• [Texte présenté]
..............................

Le Musée d’art moderne de Saint Etienne présente durant tout l’été sept expositions, non cloisonnées, articulées autour d’un noyau d’œuvres importantes de l’artiste américain Dennis Oppenheim (1938 – 2011). Les salles du musée sont délimitées mais le parcours de l’une à l’autre n’est pas contraint et la déambulation peut être enrichie par une circulation libre. Dans l’espace consacré aux arts graphiques de l’étage, l‘artiste tchèque Veronika Holcova (née en 1973) déjà exposée dans Micro-Narratives en 2008, montre 120 dessins tirés d’une sorte de journal intime dessiné qui fait état par bribes de préoccupations quotidiennes. Sur le plateau principal, les peintures de la coréenne Chung Sang Hwa voisinent les sculptures de l’italien Gianni Dessi ; un hommage à la collectionneuse Vicky Rémy (qui a considérablement enrichie les collections du MAM) se découvre dans le prolongement d’un très bel accrochage sur le thème du «Catalogue», réalisé en contrepoint de l’exposition Manufrance au Musée d’art et d’industrie. La forme éclectique de la programmation est très réjouissante car elle semble parfaitement maîtrisée et permet d’envisager simultanément la palette très large de la production artistique contemporaine. Le rôle déterminant du dessin chez les jeunes artistes, l’ouverture à l’Europe de l’est, l’importance de repères historiques et de mouvements des années 1970, ou la multitude des formes sont autant de qualités et de problématiques de l’art aujourd’hui qui sont abordées dans cette convergence de propositions.

..............................

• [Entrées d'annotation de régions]
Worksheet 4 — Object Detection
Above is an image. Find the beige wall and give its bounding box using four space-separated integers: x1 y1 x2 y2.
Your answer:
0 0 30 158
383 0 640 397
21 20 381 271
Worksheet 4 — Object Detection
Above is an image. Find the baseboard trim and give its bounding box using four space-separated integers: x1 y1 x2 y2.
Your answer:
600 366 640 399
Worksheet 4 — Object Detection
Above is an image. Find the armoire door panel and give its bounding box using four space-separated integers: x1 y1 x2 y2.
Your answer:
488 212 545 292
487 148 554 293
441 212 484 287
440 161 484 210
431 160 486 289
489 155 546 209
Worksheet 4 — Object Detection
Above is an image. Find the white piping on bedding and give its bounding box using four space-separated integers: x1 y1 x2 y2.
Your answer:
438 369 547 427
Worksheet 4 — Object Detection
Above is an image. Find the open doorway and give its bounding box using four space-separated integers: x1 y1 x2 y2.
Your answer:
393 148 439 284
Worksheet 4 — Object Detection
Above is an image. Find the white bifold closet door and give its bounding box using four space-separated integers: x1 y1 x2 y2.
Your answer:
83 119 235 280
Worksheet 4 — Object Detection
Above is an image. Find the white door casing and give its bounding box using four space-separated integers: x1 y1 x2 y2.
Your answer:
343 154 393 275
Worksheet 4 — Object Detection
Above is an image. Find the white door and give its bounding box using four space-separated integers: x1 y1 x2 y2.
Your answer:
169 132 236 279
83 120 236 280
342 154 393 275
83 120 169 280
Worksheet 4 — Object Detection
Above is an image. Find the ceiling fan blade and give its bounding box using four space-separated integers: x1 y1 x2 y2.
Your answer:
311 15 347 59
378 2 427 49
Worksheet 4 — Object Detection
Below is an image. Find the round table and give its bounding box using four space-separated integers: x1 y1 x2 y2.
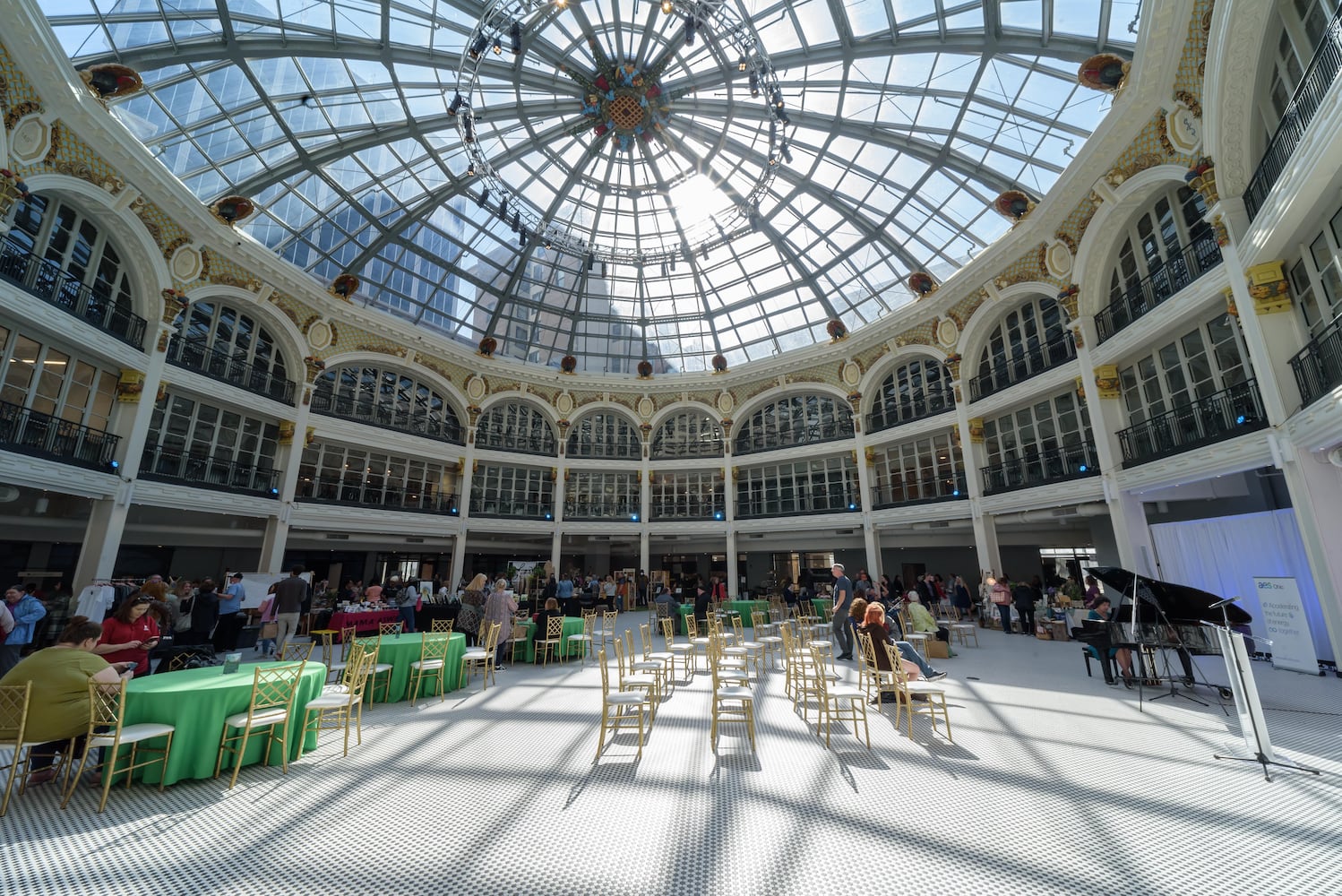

..............................

• [Travail demandé]
1. Filtrez les lignes pour ne garder que celles qui contiennent le mot "white", puis recopiez-les telles quelles.
2. Poursuivez le texte sur les expositions d'été du Musée d'art moderne de Saint-Étienne à partir de sa dernière phrase.

• [Résultats de l'exercice]
1.
Above is an image. Find the white piping on bedding and give its bounding box using four space-separated integers: x1 y1 x2 y2.
Above is an image. Find the white bifold closet door and give its bounding box using four space-separated integers: x1 y1 x2 y2.
Above is an image. Find the white door casing and give its bounding box using four space-separated integers: x1 y1 x2 y2.
Above is an image. Find the white door and give its bounding box using four space-separated integers: x1 y1 x2 y2.

2.
Il nous paraît particulièrement pertinent de proposer une exposition de quelques pièces remarquables de Denis Oppenheim dans ce contexte relativement éclaté et polymorphe, tant l’artiste a toujours souhaité échapper à toute tentative de classification ou de système pour que sa pratique se resserre autour d’une «position artistique» et non autour d’un médium ou d’une forme trop restrictive. Le projet d’exposition était déjà relativement construit lorsque Oppenheim est décédé en janvier dernier. Il avait opté pour une dilution de l’accrochage en plusieurs pôles répartis dans différents espaces du musée ou de ses abords. Autant de manières de décliner les possibles conceptions de la sculpture, la multiplicité de ses expressions étant certainement le thème et l’axe principal de son œuvre. La salle centrale montre deux installations des années 1970 constituées de marionnettes animées par intermittences (dimension sociale et politique) ; des Splash Buildings (2009), sculptures décoratives qui portent un regard amusé sur l’aménagement de l’espace public accueillent les visiteurs dans le hall d’accueil ; tandis que Black (2007) composé de cafetières et de tasses monumentales peintes en noires, disposées sur la pelouse devant le musée, aborde le rapport sculpture/architecture. Par ailleurs, des travaux plus anciens renvoyant à l’inscription d’Oppenheim dans des mouvements artistiques historiques tels que le Land Art et le Body Art réaffirment la perméabilité du principe d’exposition. Annual Rings (1968) présenté au sein de l’«Hommage à Vicky Rémy» est un panneau de documentation lié à une performance confrontant le corps à l’espace naturel et passant pas une poétisation du territoire, tandis qu’un ensemble de vidéos, mémoires de performances des années 1970 à 1974 faisant partie d’ «Aspen Projects», épuisent les ressources du corps (comme masse et comme organisme vivant). Nous avons été retenu par une vidéo particulièrement intense qui montre Dennis Oppenheim en train de dessiner sur un mur le motif que son fils trace dans son dos : le corps étant le vecteur de l’expérience esthétique (2-Stage Transfer Drawing, 1971). Nous regrettons que ces films soient si peu mis en valeur à proximité des baies vitrées de l’entrée et qu’ils ne trouvent pas une place plus riche dans l’exposition.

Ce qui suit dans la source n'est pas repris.